- Your goal:
Please extend the passage below on Hencky strain and the stress calculation method, picking up right after its last equation.

- Excerpted passage:
*** Block opens ***
Since λ > 1 for elongation, the largest positive eigenvalue of H is ln λ, and hence we use it as a measure of damage ε _H , where

$$\label{eq32} \varepsilon _H =\ln \lambda . $$

(32)

Clearly, ln λ is the classical Hencky or logarithmic strain for a stretch λ (Tanner and Tanner 2003). For compression (equivalent to biaxial stretching) λ < 1, so ln λ is negative and the largest positive eigenvalue is now \(-\frac{1}{2}\ln \lambda \).

In shear, the matter is more complex since C is not diagonal. However, the principal values of C are well known to be 1 and \(1+\frac{\gamma ^2}{2}\pm | \gamma |\sqrt {1+\frac{\gamma ^2}{4}}\) (Kitoko et al. 2003). Hence, the largest positive principal strain here defines the Hencky strain in terms of γ as

$$\label{eq33} \varepsilon _H =\frac{1}{2}\ln \left( {1+\frac{\gamma ^2}{2}+\left| \gamma \right|\sqrt {1+\frac{\gamma ^2}{4}}} \right). $$

(33)

In more complex deformations, it is generally necessary to find the largest principal strain at each point numerically.

Appendix B: Method of calculation

The value of the integral in Eq. 1 is not always easy to compute accurately, and hence we have devised an alternative method for stress computation which uses only a standard Runge–Kutta routine. The method is limited to those cases where the stress is uniform in the material, so \(\boldsymbol\sigma\) is a function of time, but not of space.

We consider Eq. 1 with a single exponential memory function, so that

$$\label{eq34} m(t)=-\frac{g_i }{\lambda _i }e^{-t/\lambda _i}. $$

(34)

We define

$$\label{eq35} \boldsymbol{\tau}_i =\int\limits_{-\infty}^t {m(t-t^{\prime}){\rm {\bf C}}^{-1}(t^{\prime})dt^{\prime}} $$

(35)

and

$$\label{eq36} \boldsymbol{\tau}_i^\ast =\int\limits_{-\infty }^t {m(t-t^{\prime}){\rm {\bf C}}(t^{\prime} )dt^{\prime}}. $$

(36)

Then it is well known (Tanner 2000) that Eq. 35, using Eq. 34, is equivalent to

$$\label{eq37} \lambda _i \frac{\Delta \boldsymbol{\tau}_i}{\Delta t}+{\rm {\boldsymbol\tau }}_i =2g_i \lambda _i {\rm {\bf d}} $$

(37)

where d is the rate of deformation tensor, defined \(d_{ij} =\frac{1}{2}({\frac{\partial v_i }{\partial x_j }+\frac{\partial v_j }{\partial x_i}})\), and the upper convected derivative Δτ/Δt is given by

$$\label{eq38} \frac{\Delta {\rm {\boldsymbol\tau }}_i }{\Delta t}=\frac{\partial {\rm {\boldsymbol\tau }}_i }{\partial t}+({\rm {\bf v}}\cdot \nabla ){\rm {\boldsymbol\tau }}_i -{\rm {\boldsymbol\tau }}_i {\rm {\bf L}}^T-{\rm {\boldsymbol L\tau }}_i $$

(38)
*** Block closes ***
- Information:
*** Block opens ***
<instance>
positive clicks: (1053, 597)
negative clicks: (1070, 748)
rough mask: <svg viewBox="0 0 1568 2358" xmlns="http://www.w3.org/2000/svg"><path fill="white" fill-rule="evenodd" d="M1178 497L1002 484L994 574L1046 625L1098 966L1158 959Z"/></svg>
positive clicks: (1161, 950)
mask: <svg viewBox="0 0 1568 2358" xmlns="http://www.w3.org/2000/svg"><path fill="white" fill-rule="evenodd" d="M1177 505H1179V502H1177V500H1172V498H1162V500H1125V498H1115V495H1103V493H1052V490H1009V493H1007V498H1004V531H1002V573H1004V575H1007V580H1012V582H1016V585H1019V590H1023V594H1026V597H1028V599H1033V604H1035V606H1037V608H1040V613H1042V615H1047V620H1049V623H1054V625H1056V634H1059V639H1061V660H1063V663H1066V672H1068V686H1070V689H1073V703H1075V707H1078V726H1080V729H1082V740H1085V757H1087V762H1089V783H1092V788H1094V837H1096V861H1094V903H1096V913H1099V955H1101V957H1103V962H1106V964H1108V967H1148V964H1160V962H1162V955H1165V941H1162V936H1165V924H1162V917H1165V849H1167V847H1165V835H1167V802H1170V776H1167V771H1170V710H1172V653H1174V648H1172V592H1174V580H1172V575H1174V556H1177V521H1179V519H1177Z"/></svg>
*** Block closes ***
- Result:
where L is the velocity gradient tensor, so \(L_{ij} =\partial v_i /\partial x_j\). For the case when there is no spatial dependence on x, \(({\bf v} \cdot \nabla) \boldsymbol{\tau}_{i}\) is zero, and (B4) is a set of six ordinary differential equations in time for finding \(\boldsymbol{\tau_{i}}\), which may be solved using a standard Runge–Kutta routine.

Similarly, we have for \(\boldsymbol{\tau}_i^\ast\) the lower convected derivative Maxwell model:

$$\label{eq39} \lambda _i \left[ {\frac{\partial {\rm {\bf \tau }}_i^\ast }{\partial t}+({\rm {\bf v}}\cdot \nabla ){\rm {\boldsymbol \tau }}_i^\ast +{\rm {\boldsymbol\tau }}_i^\ast {\rm {\bf L}}+{\rm {\bf L}}^T{\rm {\boldsymbol\tau }}_i^\ast } \right]+{\rm {\boldsymbol\tau }}_i^\ast =2g_i \lambda _i {\rm {\bf d}} $$

(39)

which also, for \(({\rm {\bf v}}\cdot \nabla )\boldsymbol{\tau}_i^\ast =0\), gives a set of six ordinary differential equations in time for \(\boldsymbol{\tau}_i^\ast\). This result can be extended to any number of relaxation times λ _i (i = 1, 2 ······n) and the sum of \(\boldsymbol{\tau} + a\boldsymbol{\tau}*\) divided by (1 + a) finds the total stresses \((\boldsymbol{\sigma} + P{\bf I})\).

To approximate well the power-law memory function m(t) in Eq. 2 we have used 14 or 16 relaxation times (Tanner et al. 2007). These are evenly spaced logarithmically at 0.5-decade frequency, so the ratio of two successive relaxation times (λ_i + 1/λ _i ) is 3.162 ( ≡ r).

Then from Pipkin (1986), we find

$$\label{eq40} g_i =H(\lambda _i)\frac{r^{p/2}-r^{-p/2}}{p} $$

(40)

where p is the exponent in Eq. 2 and

$$\label{eq41} H(\lambda _i)=\frac{G(1)\lambda _i^{-p}}{(p-1)!}. $$

(41)

Hence, there is no need for more constants—only the p and the G(1) are needed to describe the complete memory function. Table 1 shows typical results for JANZ dough (We have inflated the contribution of the largest relaxation time to allow for the fact that there is no real cutoff of the spectrum).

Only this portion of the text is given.